# [Texto fornecido]
FHC: Superar o capitalismo para fazer o quê? O socialismo real capotou. A China hoje é capitalista de Estado, que é a pior forma de capitalismo. Não há no horizonte histórico uma alternativa socioeconômica, e há, em um horizonte não muito remoto, uma dramaticidade quanto ao meio ambiente. Então não vamos esperar que mude o socioeconômico para depois mudar o meio ambiente, porque demora tanto tempo que o meio ambiente se liquida. Temos que jogar com o que existe. As empresas são capitalistas, mas estão se movendo. Discute-se agora o que fazer com a emissão de gases estufa. Em vez de colocar uma questão ideológica, é melhor colocar uma questão prática. O que vai ter que mudar são certos aspectos civilizatórios, vai ter que mudar o consumismo. Como vai se adaptar um capitalismo que não seja desse consumismo “desbragado” é uma questão que está posta. Como é que vai generalizar o consumismo americano para a China? E a China pode achar uma injustiça, dizer: “Por que eu não?” Ou muda também nos EUA, ou não tem força para mudar na China. Dá para ter na China o número de carros per capita que temos em São Paulo? Nós aqui vamos ter que mudar também. Não é fácil, estamos fazendo metrô, mas tem os hábitos, a pessoa prefere andar sozinha no seu carro. Nesse sentido, a Europa tem vantagem sobre todos os outros. Do ponto de vista civilizatório, está à frente do mundo, encontrou um equilíbrio maior. Inclusive em termos de capitalismo. E é uma cultura de menos desperdício que a americana, que é a nossa, infelizmente. Por isso é uma pena não haver uma liderança na Europa, porque eles podem segurar a Rússia. Por que a Rússia tem que repetir os EUA? E a China? Estão repetindo. A Europa tem essa possibilidade, de mostrar que é possível um desenvolvimento menos agressivo, sem essa coisa doentia, em que o lixo é indicador da prosperidade. Não consigo dar conta dos papéis que recebo, não leio. Revistas, propagandas…
22: Mas esta aqui (a PÁGINA 22) o senhor lê.
FHC: Esta eu leio (risos).
Por oito anos presidente da República, após exercer funções como senador e duas vezes ministro de Estado, Fernando Henrique Cardoso pode falar de cadeira: “Política e sustentabilidade andam muito mal”. Uma se sustenta apenas com apoio local, no aqui e agora. A outra engloba o bem comum e duradouro, e pede uma constituency planetária. Tal incompatibilidade é mais grave no Brasil, que segue a cultura ibérica de favoritismo e de protecionismo. Isso se reflete na posição brasileira sobre o clima: para FHC, o Ministério das Relações Exteriores precisa redefinir o interesse nacional considerando o da humanidade.
Por Amália Safatle e Flavio Lobo
Qual é a sua visão de desenvolvimento?

# [Tarefa]
Liste os cargos públicos que Fernando Henrique Cardoso ocupou, segundo o texto fornecido.

# [Informações exibidas]
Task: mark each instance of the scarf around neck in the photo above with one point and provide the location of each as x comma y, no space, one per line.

# [Resultado da tarefa]
- Presidente da República
- Senador
- Ministro de Estado